EXERCISE BRIEF:
Locate each line in the material below that contains the string "purple" and copy it out in full. The match is case-sensitive.

EXTRACTED MATERIAL:
___
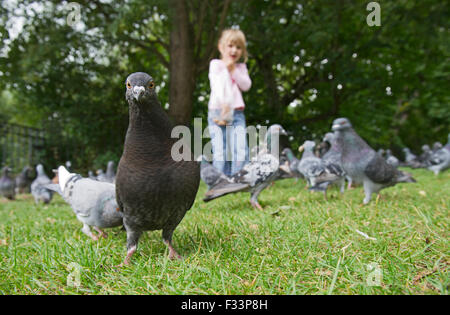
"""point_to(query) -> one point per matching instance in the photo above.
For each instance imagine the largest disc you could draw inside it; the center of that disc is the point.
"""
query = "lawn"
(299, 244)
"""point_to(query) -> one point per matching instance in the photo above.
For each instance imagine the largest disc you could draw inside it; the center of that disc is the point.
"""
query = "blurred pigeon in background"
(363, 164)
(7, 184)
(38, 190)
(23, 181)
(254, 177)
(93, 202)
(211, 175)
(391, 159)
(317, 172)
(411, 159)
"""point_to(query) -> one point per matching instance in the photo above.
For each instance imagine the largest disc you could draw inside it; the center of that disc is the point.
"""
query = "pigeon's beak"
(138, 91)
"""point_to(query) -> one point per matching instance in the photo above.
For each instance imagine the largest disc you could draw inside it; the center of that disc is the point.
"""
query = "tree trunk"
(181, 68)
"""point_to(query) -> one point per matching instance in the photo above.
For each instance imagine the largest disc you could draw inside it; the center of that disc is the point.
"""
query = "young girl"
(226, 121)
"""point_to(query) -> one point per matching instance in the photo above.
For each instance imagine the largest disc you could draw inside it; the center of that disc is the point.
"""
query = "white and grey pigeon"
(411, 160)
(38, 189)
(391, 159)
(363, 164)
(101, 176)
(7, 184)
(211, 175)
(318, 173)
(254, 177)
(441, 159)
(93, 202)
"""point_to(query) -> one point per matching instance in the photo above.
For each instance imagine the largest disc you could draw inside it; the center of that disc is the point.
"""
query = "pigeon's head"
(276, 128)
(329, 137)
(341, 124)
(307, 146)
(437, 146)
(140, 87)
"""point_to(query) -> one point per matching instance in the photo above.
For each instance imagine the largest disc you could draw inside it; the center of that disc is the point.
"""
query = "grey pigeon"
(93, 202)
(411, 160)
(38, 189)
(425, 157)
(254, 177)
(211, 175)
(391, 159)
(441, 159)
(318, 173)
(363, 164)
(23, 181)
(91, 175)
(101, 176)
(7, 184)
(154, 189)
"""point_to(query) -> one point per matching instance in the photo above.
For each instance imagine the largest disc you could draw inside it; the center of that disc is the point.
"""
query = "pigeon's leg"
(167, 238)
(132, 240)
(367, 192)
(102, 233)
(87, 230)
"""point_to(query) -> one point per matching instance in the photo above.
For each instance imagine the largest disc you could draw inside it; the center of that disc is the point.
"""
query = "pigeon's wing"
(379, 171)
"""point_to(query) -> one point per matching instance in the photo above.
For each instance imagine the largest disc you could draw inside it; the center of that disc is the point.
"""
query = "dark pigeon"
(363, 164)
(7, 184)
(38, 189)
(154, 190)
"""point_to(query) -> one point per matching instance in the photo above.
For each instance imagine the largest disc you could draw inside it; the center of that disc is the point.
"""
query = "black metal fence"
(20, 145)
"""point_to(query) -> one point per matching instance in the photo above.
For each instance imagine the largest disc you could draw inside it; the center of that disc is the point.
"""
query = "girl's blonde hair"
___
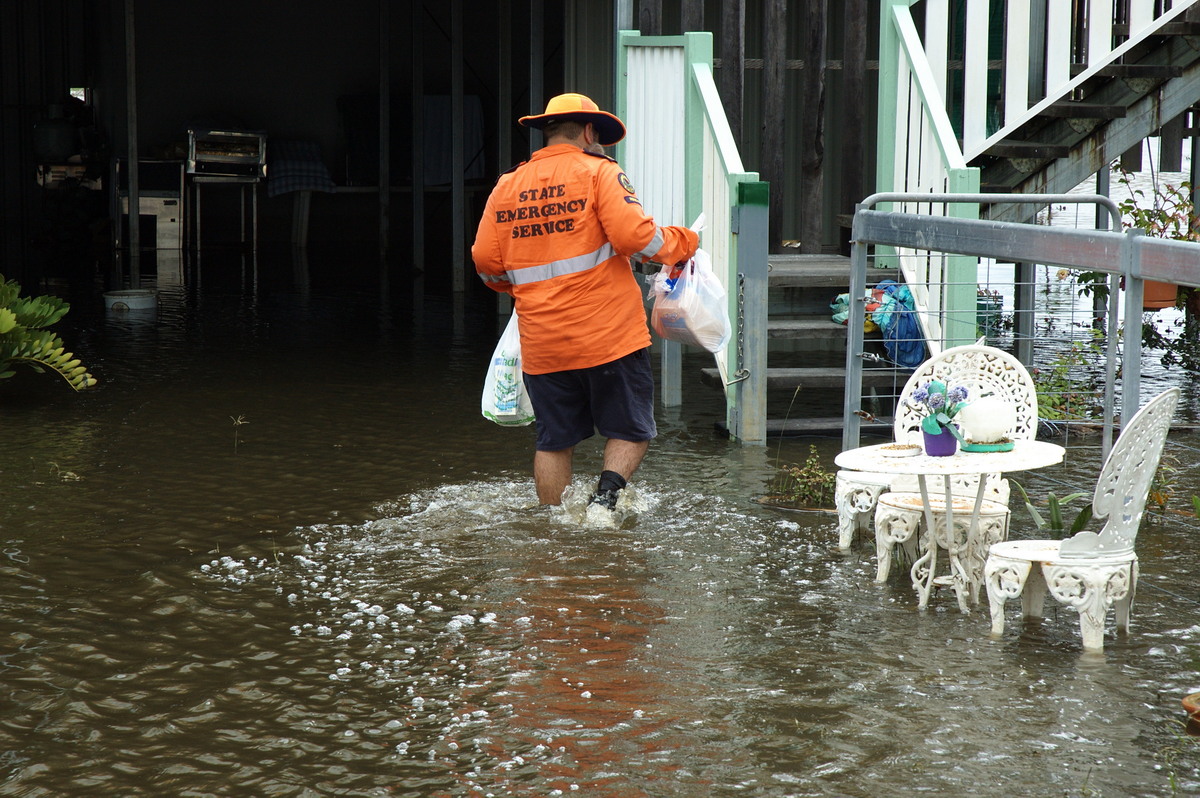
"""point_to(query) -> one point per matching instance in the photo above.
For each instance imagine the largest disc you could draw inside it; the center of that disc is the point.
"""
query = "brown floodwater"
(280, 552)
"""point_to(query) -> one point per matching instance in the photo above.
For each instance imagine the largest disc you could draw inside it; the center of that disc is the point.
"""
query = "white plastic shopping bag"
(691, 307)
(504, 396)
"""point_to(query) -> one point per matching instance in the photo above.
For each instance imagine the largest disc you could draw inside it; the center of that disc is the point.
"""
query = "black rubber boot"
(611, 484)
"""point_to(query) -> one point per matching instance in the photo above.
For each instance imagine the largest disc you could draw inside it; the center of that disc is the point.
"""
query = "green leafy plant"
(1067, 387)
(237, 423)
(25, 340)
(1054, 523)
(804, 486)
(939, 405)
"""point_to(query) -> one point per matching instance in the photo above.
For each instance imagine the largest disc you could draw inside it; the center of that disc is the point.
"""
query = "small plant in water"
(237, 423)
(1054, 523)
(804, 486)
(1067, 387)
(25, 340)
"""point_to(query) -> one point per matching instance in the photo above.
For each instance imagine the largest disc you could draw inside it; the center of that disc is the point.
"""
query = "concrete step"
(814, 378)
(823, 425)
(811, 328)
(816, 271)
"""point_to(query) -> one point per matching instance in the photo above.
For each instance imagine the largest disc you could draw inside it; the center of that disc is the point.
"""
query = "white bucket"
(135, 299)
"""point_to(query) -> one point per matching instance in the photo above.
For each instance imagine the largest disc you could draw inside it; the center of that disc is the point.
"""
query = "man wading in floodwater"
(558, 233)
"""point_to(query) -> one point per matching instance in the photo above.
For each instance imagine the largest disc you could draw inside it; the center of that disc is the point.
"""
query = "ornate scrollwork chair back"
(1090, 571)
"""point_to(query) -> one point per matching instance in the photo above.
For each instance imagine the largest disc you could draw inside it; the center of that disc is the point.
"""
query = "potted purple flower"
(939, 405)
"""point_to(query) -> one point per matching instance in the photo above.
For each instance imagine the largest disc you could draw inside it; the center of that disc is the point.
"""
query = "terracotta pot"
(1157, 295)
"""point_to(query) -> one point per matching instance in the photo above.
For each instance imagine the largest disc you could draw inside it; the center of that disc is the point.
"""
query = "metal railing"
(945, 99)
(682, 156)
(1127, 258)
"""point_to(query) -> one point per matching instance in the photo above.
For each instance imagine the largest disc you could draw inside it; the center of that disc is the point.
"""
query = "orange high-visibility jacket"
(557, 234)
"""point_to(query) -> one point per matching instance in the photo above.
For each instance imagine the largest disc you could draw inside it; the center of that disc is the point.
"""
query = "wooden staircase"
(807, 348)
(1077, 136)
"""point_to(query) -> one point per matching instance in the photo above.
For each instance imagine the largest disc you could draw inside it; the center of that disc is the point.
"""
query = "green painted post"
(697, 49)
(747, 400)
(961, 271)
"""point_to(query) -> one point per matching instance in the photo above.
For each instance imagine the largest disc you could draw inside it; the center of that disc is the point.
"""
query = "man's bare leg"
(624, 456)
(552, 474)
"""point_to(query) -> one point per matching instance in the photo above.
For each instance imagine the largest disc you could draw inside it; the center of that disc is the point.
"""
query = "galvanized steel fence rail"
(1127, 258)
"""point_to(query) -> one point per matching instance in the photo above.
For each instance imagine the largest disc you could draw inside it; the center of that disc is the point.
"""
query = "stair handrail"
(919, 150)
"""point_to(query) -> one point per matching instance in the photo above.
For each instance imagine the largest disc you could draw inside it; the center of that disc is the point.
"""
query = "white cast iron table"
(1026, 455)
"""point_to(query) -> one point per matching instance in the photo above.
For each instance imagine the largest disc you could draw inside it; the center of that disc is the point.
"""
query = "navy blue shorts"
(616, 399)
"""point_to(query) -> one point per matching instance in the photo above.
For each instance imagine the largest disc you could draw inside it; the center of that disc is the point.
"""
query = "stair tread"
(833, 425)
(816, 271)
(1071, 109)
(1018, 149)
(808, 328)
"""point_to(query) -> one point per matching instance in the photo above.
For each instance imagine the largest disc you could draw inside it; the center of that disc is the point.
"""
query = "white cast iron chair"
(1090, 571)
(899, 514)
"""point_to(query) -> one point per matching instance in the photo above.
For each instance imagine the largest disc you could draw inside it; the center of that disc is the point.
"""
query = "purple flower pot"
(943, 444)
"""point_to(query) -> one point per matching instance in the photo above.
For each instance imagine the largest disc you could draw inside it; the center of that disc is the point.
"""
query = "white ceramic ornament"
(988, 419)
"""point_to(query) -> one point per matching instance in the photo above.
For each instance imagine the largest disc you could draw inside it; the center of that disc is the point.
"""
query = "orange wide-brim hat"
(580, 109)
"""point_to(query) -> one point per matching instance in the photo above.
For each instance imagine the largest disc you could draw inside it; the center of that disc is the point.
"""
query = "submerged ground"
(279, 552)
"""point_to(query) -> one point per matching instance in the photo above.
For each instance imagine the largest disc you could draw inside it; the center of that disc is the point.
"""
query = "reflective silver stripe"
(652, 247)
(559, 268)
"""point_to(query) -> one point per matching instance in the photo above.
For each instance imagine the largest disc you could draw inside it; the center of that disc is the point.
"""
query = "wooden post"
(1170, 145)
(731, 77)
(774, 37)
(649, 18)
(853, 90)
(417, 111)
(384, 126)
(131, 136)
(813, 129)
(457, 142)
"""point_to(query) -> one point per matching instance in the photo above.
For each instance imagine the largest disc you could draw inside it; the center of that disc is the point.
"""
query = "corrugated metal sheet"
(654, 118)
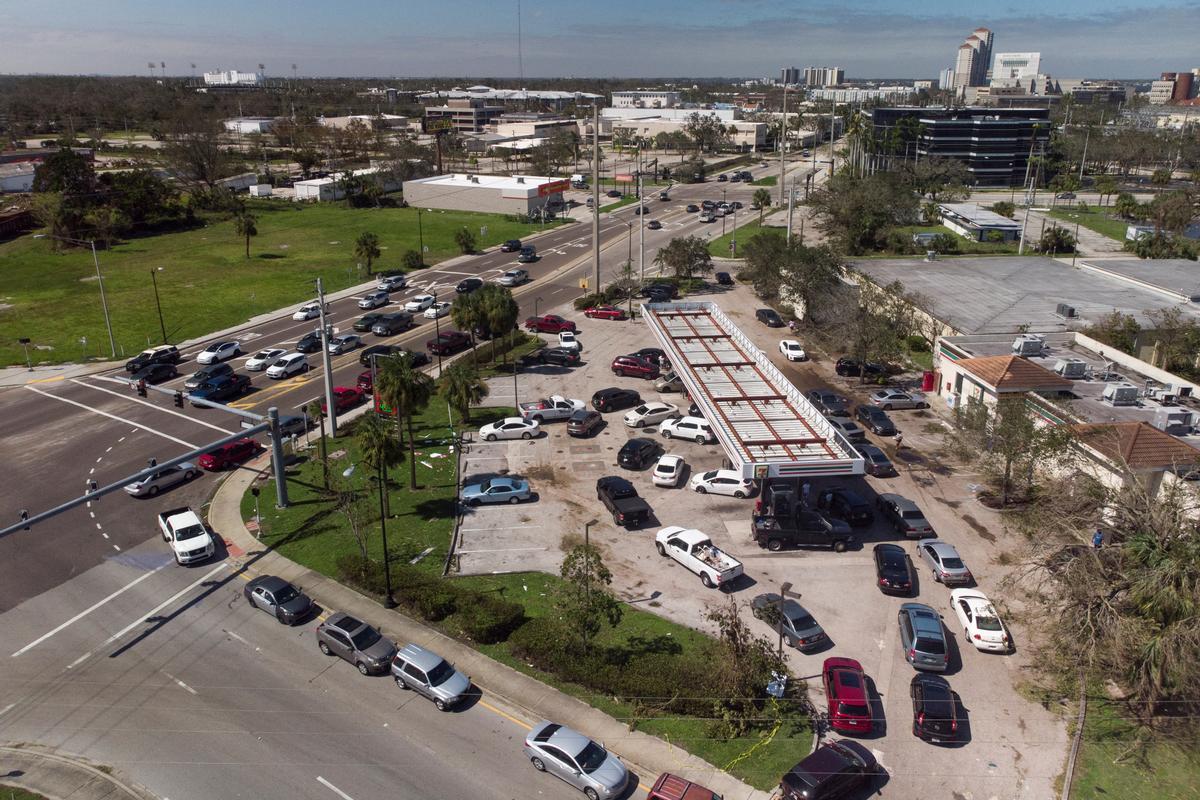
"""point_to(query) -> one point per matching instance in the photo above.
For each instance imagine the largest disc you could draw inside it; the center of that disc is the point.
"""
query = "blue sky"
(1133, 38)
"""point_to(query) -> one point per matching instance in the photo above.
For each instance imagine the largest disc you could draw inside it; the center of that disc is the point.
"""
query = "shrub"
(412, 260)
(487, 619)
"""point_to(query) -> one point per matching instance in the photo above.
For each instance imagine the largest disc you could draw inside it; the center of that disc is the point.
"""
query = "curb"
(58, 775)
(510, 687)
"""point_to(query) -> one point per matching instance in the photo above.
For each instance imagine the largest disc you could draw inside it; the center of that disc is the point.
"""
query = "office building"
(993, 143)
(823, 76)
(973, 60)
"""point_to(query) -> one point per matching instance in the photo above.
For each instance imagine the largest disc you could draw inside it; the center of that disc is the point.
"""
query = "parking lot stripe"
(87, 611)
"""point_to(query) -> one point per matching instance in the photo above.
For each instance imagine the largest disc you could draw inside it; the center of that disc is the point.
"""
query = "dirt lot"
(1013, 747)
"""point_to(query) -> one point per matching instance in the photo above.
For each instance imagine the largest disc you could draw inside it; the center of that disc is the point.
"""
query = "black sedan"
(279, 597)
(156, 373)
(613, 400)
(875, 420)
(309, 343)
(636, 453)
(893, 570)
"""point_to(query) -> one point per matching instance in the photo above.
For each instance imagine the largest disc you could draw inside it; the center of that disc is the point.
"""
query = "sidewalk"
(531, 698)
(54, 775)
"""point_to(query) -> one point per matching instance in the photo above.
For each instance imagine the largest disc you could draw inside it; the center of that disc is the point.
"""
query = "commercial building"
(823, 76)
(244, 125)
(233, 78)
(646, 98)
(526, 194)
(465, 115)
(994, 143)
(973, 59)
___
FINAL RESULT:
query = "potted purple flower"
query = "purple flower pot"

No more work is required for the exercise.